▸ **AIM**: Copy out word for word the lines of the listing from the line holding "of the curved" through the end of the listing, both ends included.

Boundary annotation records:
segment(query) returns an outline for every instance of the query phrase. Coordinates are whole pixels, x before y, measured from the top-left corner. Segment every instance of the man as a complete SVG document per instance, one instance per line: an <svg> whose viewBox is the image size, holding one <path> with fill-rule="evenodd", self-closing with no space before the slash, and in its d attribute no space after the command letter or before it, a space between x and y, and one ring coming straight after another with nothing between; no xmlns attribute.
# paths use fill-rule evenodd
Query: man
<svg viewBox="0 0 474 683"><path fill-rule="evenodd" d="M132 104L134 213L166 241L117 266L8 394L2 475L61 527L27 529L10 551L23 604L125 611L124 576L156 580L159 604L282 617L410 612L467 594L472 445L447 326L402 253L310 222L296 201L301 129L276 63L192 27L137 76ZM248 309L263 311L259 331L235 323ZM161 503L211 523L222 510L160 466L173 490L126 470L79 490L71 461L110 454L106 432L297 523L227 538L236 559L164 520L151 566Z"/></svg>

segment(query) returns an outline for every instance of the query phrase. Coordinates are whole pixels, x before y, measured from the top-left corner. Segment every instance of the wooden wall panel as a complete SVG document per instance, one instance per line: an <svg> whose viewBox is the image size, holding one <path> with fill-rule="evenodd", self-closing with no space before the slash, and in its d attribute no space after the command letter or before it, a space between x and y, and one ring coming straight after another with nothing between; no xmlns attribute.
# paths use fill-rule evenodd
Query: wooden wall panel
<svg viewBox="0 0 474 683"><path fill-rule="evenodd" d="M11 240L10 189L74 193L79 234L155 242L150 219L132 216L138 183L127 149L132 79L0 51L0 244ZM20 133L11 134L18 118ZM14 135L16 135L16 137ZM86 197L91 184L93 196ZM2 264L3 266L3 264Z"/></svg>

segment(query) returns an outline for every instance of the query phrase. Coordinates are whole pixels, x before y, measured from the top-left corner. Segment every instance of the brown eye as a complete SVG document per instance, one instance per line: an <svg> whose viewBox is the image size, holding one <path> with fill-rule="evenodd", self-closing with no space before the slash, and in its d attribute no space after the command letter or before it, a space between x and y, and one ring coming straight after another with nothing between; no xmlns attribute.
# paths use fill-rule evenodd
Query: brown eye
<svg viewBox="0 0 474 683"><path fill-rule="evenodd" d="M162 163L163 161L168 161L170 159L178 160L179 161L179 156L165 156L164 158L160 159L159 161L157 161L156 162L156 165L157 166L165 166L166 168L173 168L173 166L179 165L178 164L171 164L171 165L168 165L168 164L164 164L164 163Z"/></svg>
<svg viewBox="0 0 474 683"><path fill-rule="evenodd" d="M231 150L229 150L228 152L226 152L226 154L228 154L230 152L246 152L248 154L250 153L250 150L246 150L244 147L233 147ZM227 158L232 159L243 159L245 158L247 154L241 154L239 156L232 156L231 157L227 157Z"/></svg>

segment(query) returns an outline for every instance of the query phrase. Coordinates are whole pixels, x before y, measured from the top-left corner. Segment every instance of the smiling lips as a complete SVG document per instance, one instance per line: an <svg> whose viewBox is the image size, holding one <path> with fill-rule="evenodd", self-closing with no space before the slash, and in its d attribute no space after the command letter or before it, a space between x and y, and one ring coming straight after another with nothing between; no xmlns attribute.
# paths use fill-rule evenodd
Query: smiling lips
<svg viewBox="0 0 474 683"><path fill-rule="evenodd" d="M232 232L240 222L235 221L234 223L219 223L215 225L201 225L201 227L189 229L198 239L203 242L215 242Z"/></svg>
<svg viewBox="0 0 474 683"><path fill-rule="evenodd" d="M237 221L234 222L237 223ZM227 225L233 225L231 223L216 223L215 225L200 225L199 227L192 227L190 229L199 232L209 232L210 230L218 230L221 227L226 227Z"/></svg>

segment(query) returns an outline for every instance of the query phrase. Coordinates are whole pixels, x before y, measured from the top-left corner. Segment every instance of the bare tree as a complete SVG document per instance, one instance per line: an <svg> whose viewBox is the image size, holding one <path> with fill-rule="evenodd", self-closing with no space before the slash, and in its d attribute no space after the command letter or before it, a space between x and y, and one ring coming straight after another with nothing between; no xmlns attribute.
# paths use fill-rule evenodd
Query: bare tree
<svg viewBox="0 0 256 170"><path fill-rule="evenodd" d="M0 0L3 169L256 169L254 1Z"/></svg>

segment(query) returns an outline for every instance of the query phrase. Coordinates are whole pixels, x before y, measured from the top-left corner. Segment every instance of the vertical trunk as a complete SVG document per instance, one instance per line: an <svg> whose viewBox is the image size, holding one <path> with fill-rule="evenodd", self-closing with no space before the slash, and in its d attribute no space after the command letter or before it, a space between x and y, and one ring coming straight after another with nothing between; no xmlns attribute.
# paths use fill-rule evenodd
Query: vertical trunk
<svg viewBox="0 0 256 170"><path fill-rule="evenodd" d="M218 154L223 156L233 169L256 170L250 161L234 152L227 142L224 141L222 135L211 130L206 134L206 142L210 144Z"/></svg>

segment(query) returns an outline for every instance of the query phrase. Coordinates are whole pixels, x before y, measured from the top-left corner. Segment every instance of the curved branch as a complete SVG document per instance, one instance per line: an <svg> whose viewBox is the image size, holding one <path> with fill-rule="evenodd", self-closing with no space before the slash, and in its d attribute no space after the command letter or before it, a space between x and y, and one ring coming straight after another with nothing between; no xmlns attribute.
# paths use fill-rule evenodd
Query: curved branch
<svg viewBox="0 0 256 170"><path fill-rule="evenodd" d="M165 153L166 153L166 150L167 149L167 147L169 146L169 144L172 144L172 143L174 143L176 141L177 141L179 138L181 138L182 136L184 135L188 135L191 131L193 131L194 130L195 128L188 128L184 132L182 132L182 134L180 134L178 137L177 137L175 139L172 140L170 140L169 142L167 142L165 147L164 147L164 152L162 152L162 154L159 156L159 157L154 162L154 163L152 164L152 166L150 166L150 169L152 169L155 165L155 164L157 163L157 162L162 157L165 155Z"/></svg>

▸ **WRITTEN RESPONSE**:
segment(query) returns an outline for every instance of the query phrase. Coordinates are whole pixels, x before y, measured from the top-left corner. Segment every instance of the curved branch as a complete SVG document per instance, one instance per line: an <svg> whose viewBox is the image size, holding one <path> with fill-rule="evenodd", self-closing with no space before the slash, and in its d attribute no space after the command letter or before it, a space between x and y, and one ring coming straight after another with nothing between; no xmlns attribute.
# paths use fill-rule evenodd
Query: curved branch
<svg viewBox="0 0 256 170"><path fill-rule="evenodd" d="M165 153L166 153L166 150L167 149L167 147L169 146L169 144L172 144L172 143L174 143L176 141L177 141L179 138L181 138L182 136L184 135L188 135L191 131L193 131L194 130L195 128L188 128L184 132L182 132L182 134L180 134L178 137L177 137L175 139L172 140L170 140L169 142L167 142L165 147L164 147L164 152L162 152L162 154L159 156L159 157L154 162L154 163L152 164L152 166L150 166L150 169L152 169L155 165L155 164L157 163L157 162L162 157L165 155Z"/></svg>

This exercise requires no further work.